Material supplied start

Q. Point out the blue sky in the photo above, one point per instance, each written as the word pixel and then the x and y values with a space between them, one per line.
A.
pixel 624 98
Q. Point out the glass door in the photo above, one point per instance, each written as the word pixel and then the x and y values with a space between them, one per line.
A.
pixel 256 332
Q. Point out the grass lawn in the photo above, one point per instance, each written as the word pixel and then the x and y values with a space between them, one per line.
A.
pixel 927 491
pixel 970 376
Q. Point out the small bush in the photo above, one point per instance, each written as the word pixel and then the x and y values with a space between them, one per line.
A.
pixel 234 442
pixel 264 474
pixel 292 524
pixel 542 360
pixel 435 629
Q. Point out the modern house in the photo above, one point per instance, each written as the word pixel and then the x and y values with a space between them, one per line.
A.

Material supplied end

What the task asks >>
Rewrite every line of the records above as a numbered list, leaving out any blank lines.

Answer to this task >>
1. Q. Point out the blue sky in the photo above, one point per instance, each written as the word pixel and then the x and y values with a space between them, one per line.
2. A.
3. pixel 624 98
4. Q. Point out the glass door in the photo above, one point per instance, each written as the word pixel and then the x and y values with a space between them, one per line.
5. A.
6. pixel 256 332
7. Q. Point out the grass lawn in the photo above, one point per instance, each written as the word pixel and then the x and y values with a space between them, one per line.
8. A.
9. pixel 927 491
10. pixel 970 376
11. Q. Point out the small bush in the photo above, one point per instance, each written as the word pixel and then the x and y values with a space between them, one per line.
12. A.
13. pixel 234 442
14. pixel 264 474
15. pixel 292 524
16. pixel 542 360
17. pixel 435 629
18. Q. Point out the modern house in the photo above, one point per instance, each written as the word pixel and then the x and y values with a space between them, one per line.
19. A.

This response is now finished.